**The exercise**
Return every line of the data below word for word and in its original order.

**Task input**
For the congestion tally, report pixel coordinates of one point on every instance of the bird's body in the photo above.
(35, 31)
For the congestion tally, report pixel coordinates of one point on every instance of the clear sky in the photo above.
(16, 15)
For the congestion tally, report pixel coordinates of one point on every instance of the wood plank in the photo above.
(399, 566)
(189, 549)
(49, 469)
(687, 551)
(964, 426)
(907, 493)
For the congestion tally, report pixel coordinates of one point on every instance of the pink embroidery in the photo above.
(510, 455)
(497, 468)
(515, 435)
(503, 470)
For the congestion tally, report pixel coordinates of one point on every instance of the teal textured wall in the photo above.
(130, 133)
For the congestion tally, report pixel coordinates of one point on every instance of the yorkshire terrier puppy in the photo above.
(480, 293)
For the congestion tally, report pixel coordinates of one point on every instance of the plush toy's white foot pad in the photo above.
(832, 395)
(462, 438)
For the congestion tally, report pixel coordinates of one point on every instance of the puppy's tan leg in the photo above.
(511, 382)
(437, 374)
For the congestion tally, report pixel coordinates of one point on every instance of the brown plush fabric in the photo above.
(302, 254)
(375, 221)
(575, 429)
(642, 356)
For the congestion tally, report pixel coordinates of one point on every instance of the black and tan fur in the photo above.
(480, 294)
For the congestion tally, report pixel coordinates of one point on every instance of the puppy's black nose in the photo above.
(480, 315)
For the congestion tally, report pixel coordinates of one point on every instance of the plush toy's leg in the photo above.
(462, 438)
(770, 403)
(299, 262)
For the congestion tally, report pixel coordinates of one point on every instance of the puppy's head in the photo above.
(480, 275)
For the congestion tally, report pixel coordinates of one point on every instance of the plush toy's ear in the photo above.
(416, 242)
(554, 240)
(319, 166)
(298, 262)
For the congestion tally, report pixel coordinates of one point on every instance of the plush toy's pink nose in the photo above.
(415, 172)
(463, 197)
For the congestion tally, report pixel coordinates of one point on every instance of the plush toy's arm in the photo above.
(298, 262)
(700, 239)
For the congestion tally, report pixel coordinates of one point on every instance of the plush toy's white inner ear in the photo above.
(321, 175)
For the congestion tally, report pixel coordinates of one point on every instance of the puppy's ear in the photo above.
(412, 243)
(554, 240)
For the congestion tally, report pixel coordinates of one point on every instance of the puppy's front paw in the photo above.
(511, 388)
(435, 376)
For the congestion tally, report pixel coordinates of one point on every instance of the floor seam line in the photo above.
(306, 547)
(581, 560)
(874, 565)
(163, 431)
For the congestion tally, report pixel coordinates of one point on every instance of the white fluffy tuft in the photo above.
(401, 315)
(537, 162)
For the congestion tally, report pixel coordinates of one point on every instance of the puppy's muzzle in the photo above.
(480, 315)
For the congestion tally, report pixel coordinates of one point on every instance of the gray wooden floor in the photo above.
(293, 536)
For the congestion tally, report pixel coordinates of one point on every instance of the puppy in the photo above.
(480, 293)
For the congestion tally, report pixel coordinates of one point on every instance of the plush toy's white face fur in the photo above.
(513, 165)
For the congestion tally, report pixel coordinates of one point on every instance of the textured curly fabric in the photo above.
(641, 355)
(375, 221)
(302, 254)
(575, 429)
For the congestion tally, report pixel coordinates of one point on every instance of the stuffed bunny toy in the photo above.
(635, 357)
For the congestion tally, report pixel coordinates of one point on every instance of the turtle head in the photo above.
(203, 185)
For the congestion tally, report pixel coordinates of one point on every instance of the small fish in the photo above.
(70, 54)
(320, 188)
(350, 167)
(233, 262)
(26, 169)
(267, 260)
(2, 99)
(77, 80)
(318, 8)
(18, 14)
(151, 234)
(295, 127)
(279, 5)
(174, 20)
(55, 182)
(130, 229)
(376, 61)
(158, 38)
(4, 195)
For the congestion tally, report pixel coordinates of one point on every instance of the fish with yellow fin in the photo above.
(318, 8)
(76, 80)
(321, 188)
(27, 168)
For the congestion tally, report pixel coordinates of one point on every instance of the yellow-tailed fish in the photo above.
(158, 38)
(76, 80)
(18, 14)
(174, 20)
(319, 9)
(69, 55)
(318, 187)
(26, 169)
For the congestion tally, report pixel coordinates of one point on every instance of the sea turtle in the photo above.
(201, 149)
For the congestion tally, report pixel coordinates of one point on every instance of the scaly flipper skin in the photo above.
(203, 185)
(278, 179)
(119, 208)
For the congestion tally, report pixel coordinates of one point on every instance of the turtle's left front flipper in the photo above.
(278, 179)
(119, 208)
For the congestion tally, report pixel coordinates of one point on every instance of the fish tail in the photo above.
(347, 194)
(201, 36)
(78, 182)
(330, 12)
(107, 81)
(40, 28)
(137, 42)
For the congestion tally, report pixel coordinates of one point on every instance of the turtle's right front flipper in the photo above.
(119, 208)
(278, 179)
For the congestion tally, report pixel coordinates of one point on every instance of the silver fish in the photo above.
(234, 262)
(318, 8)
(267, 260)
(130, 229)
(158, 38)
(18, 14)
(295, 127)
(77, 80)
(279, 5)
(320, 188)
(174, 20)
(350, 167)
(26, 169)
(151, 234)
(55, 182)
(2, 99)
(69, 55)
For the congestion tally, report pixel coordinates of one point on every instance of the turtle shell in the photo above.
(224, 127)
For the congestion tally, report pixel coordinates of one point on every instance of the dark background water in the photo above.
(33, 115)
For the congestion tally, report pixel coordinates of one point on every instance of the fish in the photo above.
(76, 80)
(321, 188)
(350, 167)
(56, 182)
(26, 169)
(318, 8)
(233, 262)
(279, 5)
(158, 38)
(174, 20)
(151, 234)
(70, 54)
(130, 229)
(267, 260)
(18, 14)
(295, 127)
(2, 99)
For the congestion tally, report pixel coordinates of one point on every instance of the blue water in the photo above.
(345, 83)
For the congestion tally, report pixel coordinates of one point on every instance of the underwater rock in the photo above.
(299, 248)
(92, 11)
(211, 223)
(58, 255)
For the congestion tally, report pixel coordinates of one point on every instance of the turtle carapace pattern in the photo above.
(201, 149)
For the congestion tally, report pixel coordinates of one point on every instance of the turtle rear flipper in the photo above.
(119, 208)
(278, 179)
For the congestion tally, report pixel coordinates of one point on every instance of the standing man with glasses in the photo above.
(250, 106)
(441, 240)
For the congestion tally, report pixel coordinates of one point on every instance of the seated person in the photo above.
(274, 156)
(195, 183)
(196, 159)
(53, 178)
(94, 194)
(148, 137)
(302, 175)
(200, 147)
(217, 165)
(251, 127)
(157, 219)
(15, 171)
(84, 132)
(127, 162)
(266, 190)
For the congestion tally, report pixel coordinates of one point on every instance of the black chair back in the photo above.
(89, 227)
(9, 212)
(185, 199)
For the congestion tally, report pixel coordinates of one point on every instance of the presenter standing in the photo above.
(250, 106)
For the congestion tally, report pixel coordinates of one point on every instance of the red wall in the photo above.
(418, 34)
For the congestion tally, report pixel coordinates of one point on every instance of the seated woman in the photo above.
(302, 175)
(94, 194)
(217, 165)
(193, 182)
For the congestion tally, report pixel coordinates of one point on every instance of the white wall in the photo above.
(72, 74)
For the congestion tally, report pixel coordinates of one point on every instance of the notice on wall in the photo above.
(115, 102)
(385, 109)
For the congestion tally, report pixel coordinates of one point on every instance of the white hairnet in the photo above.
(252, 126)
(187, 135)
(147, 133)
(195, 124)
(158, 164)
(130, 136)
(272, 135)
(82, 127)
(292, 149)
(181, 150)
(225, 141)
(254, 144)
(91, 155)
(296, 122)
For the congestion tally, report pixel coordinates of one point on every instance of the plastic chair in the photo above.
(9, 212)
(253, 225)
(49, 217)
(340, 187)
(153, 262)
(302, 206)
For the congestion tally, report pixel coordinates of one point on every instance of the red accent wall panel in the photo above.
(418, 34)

**Result**
For the congestion tally, report pixel coordinates of one point on every instance of the bird's body in the photo above.
(35, 31)
For the congestion tally, report pixel coordinates of one point on every instance of the clear sky in the photo above.
(16, 15)
For the congestion tally, report pixel coordinates of one point on every instance of the wood plank in the photo above.
(399, 566)
(189, 549)
(49, 469)
(687, 551)
(964, 426)
(907, 493)
For the congestion tally, report pixel coordinates of one point on every instance of the pink embroidery in the photo above.
(510, 455)
(497, 468)
(515, 435)
(503, 470)
For the congestion tally, report pixel coordinates of one point on every instance of the teal textured wall in the photo above.
(130, 133)
For the congestion tally, report pixel coordinates of one point on every instance of the yorkshire terrier puppy in the photo above.
(480, 293)
For the congestion tally, report pixel coordinates of one point on every instance of the plush toy's white foot pad in the photo above.
(832, 395)
(462, 438)
For the congestion tally, report pixel coordinates of one point on every instance of the puppy's tan leg in the photo above.
(511, 382)
(437, 374)
For the congestion tally, report pixel coordinates of one point on every instance of the brown plush fabric in the photo above.
(302, 254)
(375, 221)
(575, 429)
(642, 356)
For the congestion tally, report pixel coordinates of one point on every instance of the black and tan fur in the photo above.
(480, 294)
For the congestion tally, report pixel coordinates of one point on every instance of the puppy's black nose in the photo above.
(480, 315)
For the congestion tally, report pixel coordinates of one point on every instance of the plush toy's leg in the photo above.
(462, 438)
(770, 403)
(299, 262)
For the congestion tally, report pixel coordinates of one point on every instance of the puppy's head in the photo above.
(480, 275)
For the congestion tally, report pixel coordinates of one point on every instance of the plush toy's ear in the photo above.
(416, 242)
(554, 240)
(319, 166)
(298, 262)
For the congestion tally, report pixel coordinates of one point on every instance of the plush toy's pink nose in the photo above.
(415, 172)
(463, 197)
For the congestion tally, report pixel coordinates of one point on every instance of the plush toy's arm in the photo above.
(298, 262)
(700, 239)
For the congestion tally, report pixel coordinates of one point on every instance of the plush toy's white inner ear in the photo above.
(321, 175)
For the congestion tally, report pixel coordinates of one point on every instance of the puppy's ear in the photo above.
(412, 243)
(554, 240)
For the congestion tally, report pixel coordinates of one point on every instance of the puppy's front paw in the photo above.
(511, 388)
(435, 376)
For the congestion tally, report pixel coordinates of one point on every instance of the floor seam line in the photo above.
(306, 547)
(581, 560)
(874, 565)
(163, 431)
For the congestion tally, report pixel coordinates of one point on every instance of the white fluffy tuft in the photo above.
(401, 315)
(537, 162)
For the congestion tally, report pixel coordinates of one point on every instance of the puppy's muzzle in the photo above.
(480, 315)
For the congestion tally, report pixel coordinates of one point on every instance of the gray wooden floor in the photo above.
(293, 536)
For the congestion tally, report pixel coordinates of one point on every instance of the puppy in the photo above.
(480, 293)
For the congestion tally, report pixel coordinates of one point on every instance of the plush toy's white face fur in the photo above.
(513, 165)
For the congestion tally, report pixel coordinates of one point on every instance of the textured curly fabric in the photo above.
(641, 355)
(375, 221)
(302, 254)
(575, 429)
For the congestion tally, report pixel coordinates of one point on every instance of the stuffed bunny toy in the photo above.
(635, 357)
For the congestion tally, report pixel coordinates of one point on every instance of the turtle head in the photo above.
(203, 185)
For the congestion tally, report pixel coordinates of one point on every instance of the small fish in the photo above.
(70, 54)
(320, 188)
(350, 167)
(233, 262)
(26, 169)
(267, 260)
(2, 99)
(77, 80)
(318, 8)
(18, 14)
(151, 234)
(295, 127)
(279, 5)
(174, 20)
(55, 182)
(130, 229)
(376, 61)
(158, 38)
(4, 195)
For the congestion tally, report pixel coordinates of one point on every instance of the fish with yellow fin in the photo above.
(318, 8)
(76, 80)
(321, 188)
(27, 168)
For the congestion tally, report pixel coordinates of one point on every instance of the yellow-tailed fish in the photo above.
(158, 38)
(76, 80)
(18, 14)
(174, 20)
(319, 9)
(69, 55)
(318, 187)
(26, 169)
For the congestion tally, report pixel coordinates of one point on every instance of the sea turtle in the photo above.
(201, 149)
For the congestion tally, report pixel coordinates of one point on every instance of the scaly flipper skin in the photo above.
(203, 185)
(278, 179)
(119, 208)
For the congestion tally, report pixel coordinates of one point on every instance of the turtle's left front flipper in the photo above.
(278, 179)
(119, 208)
For the congestion tally, report pixel coordinates of one point on every instance of the fish tail in the photo above.
(347, 194)
(201, 36)
(78, 182)
(330, 12)
(107, 81)
(40, 28)
(137, 42)
For the congestion tally, report pixel coordinates of one point on every instance of the turtle's right front flipper in the photo above.
(119, 208)
(278, 179)
For the congestion tally, report pixel coordinates of one point on every instance of the silver fish in the photo above.
(234, 262)
(318, 8)
(267, 260)
(130, 229)
(158, 38)
(18, 14)
(295, 127)
(77, 80)
(279, 5)
(320, 188)
(174, 20)
(350, 167)
(26, 169)
(151, 234)
(55, 182)
(2, 99)
(69, 55)
For the congestion tally, report pixel coordinates of one point on every instance of the turtle shell in the photo above.
(224, 127)
For the congestion tally, report pixel coordinates of one point on every instance of the dark background water in the photo above.
(33, 115)
For the congestion tally, report pixel coordinates of one point on every instance of the fish in the photo above.
(76, 80)
(321, 188)
(350, 167)
(56, 182)
(26, 169)
(318, 8)
(233, 262)
(279, 5)
(158, 38)
(174, 20)
(151, 234)
(70, 54)
(130, 229)
(267, 260)
(18, 14)
(295, 127)
(2, 99)
For the congestion tally, report pixel coordinates of one point on every instance of the blue water in the photo above.
(345, 83)
For the congestion tally, report pixel coordinates of one point on every instance of the underwater rock in the photo above.
(299, 248)
(92, 11)
(211, 223)
(58, 255)
For the congestion tally, report pixel coordinates of one point on every instance of the turtle carapace pattern in the photo above.
(201, 149)
For the congestion tally, report pixel coordinates of one point on every instance of the turtle rear flipper in the photo above.
(119, 208)
(278, 179)
For the congestion tally, report pixel coordinates of one point on every instance of the standing man with glasses in the photo above.
(250, 106)
(441, 240)
For the congestion tally, report pixel coordinates of one point on every instance of the seated person in the photo above.
(274, 156)
(195, 183)
(196, 159)
(53, 178)
(94, 194)
(148, 137)
(302, 175)
(200, 147)
(217, 165)
(251, 127)
(157, 219)
(15, 171)
(84, 132)
(127, 162)
(266, 190)
For the congestion tally, report pixel coordinates of one point on every instance of the black chair back in the photo above.
(89, 227)
(9, 212)
(185, 199)
For the congestion tally, report pixel coordinates of one point on every instance of the presenter standing in the photo above.
(250, 106)
For the congestion tally, report pixel coordinates of one point on every instance of the red wall in the photo above.
(418, 34)
For the congestion tally, report pixel coordinates of one point on every instance of the seated woman in the photo above.
(302, 175)
(94, 194)
(217, 165)
(193, 182)
For the congestion tally, report pixel coordinates of one point on every instance of the white wall in the photo above.
(72, 74)
For the congestion tally, report pixel coordinates of one point on every instance of the notice on wall in the photo above.
(115, 102)
(385, 109)
For the congestion tally, report pixel coordinates of one point on every instance of the white hairnet in the photo above.
(252, 126)
(187, 135)
(147, 133)
(195, 124)
(158, 164)
(130, 136)
(272, 135)
(82, 127)
(292, 149)
(181, 150)
(225, 141)
(254, 144)
(91, 155)
(296, 122)
For the congestion tally, report pixel coordinates of one point on every instance of the plastic chair in the photo above.
(9, 212)
(253, 225)
(49, 217)
(340, 187)
(153, 262)
(302, 206)
For the congestion tally, report pixel coordinates of one point on every instance of the red accent wall panel in the photo above.
(418, 34)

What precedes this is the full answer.